▶ _Required task_
Reproduce everything from "The crash is" down to "amd_debug parallel jobs." in the crash report, substituting "integration test" for "stateless test".

▶ _Selected passage_
* BEGIN *

Skip to content

Server crash (SIGABRT) in Parquet V3 Reader applyPrewhere - Only Debug Builds #1603

@CarlosFelipeOR

Description

@CarlosFelipeOR

I checked the Altinity Stable Builds lifecycle table, and the Altinity Stable Build version I'm using is still supported.

Type of problem

Bug report - something's broken

Describe the situation

The ClickHouse server crashes with SIGABRT (Signal 6) on debug builds when the Parquet V3 Reader processes a query involving PREWHERE on Iceberg tables. The crash occurs in addDummyColumnWithRowCount() called from Reader::applyPrewhere().

This issue:


How to reproduce the behavior

Environment

  • Branch: mkmkme/antalya-26.1/iceberg-fix-prewhere
  • Commit: 7bce15324748014412db5c93e7775198e528c993
  • Build type: Debug (amd_debug)

Reproduction

The crash is triggered by any stateless test that reads Parquet files with PREWHERE on a debug build containing the backports of ClickHouse#95476, ClickHouse#98360, and ClickHouse#100361. It reproduces deterministically across all 3 amd_debug parallel jobs.


Stack trace

Error:
Received signal 6
---

Stack trace:
pthread_kill @ 0x00000000000969fd
raise @ 0x0000000000042476
__lgamma_r_finite @ 0x00000000000287f3
__yn_finite @ 0x000000000002871b
? @ 0x0000000000039e96
src/Core/Block.cpp:1027: DB::addDummyColumnWithRowCount(DB::Block&, unsigned long) @ 0x000000001b2386fa
src/Processors/Formats/Impl/Parquet/Reader.cpp:2067: DB::Parquet::Reader::applyPrewhere(DB::Parquet::Reader::RowSubgroup&, DB::Parquet::Reader::RowGroup const&) @ 0x0000000020962173
src/Processors/Formats/Impl/Parquet/ReadManager.cpp:350: DB::Parquet::ReadManager::finishRowSubgroupStage(unsigned long, unsigned long, DB::Parquet::ReadStage, DB::Parquet::MemoryUsageDiff&) @ 0x0000000020943918
src/Processors/Formats/Impl/Parquet/ReadManager.cpp:808: DB::Parquet::ReadManager::runTask(DB::Parquet::ReadManager::Task, bool, DB::Parquet::MemoryUsageDiff&) @ 0x000000002094693c
src/Processors/Formats/Impl/Parquet/ReadManager.cpp:710: DB::Parquet::ReadManager::runBatchOfTasks(std::vector<DB::Parquet::ReadManager::Task, std::allocator<DB::Parquet::ReadManager::Task>> const&) @ 0x00000000209462b3
src/Processors/Formats/Impl/Parquet/ReadManager.cpp:607: operator()

* END *

▶ _Given records_

* BEGIN *

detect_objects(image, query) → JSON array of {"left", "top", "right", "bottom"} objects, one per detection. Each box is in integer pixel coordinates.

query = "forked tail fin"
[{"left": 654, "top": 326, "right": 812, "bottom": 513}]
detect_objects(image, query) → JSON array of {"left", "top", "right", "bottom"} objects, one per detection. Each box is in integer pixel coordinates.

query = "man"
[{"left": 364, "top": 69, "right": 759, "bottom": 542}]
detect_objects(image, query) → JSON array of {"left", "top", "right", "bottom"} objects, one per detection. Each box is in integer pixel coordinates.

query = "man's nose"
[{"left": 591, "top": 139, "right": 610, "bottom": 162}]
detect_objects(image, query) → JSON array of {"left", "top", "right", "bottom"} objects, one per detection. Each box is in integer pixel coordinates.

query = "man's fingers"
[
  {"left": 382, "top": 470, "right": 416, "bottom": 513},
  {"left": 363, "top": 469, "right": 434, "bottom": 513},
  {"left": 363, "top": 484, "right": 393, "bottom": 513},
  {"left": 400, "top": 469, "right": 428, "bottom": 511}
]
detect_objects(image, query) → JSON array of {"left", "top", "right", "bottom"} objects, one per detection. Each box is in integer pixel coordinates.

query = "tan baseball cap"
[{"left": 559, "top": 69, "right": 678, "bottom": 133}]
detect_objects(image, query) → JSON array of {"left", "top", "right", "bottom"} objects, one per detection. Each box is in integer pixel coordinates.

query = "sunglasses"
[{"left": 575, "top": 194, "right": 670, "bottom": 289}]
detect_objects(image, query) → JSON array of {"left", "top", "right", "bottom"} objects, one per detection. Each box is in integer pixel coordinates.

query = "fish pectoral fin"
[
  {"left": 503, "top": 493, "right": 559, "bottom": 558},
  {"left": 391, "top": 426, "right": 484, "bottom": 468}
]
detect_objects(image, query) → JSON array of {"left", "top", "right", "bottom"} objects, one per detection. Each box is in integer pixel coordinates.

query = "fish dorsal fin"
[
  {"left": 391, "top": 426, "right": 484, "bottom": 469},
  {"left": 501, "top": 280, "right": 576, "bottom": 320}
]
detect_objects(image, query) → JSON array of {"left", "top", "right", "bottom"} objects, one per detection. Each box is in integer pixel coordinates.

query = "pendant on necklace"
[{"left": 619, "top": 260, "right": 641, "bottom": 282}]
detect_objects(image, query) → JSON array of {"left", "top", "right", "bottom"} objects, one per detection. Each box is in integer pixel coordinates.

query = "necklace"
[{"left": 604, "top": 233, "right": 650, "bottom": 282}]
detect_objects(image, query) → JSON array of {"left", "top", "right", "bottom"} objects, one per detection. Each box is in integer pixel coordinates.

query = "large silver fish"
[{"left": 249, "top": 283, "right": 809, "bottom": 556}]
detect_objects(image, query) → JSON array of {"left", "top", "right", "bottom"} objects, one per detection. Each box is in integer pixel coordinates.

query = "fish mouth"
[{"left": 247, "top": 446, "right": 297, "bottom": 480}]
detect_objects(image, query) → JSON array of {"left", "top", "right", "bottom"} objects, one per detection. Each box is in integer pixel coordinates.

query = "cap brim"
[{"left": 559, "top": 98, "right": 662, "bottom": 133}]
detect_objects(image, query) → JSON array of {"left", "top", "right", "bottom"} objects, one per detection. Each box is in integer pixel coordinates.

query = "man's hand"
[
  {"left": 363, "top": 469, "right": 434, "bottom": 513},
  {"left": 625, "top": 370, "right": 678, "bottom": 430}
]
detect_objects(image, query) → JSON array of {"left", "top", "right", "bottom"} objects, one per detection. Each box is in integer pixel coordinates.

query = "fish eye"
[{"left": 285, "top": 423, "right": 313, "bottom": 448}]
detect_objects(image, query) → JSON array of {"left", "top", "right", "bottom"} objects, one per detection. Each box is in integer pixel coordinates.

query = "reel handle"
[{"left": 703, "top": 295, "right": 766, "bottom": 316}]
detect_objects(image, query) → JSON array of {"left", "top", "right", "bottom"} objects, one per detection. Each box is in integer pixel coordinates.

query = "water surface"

* END *

▶ _Exercise output_
The crash is triggered by any integration test that reads Parquet files with PREWHERE on a debug build containing the backports of ClickHouse#95476, ClickHouse#98360, and ClickHouse#100361. It reproduces deterministically across all 3 amd_debug parallel jobs.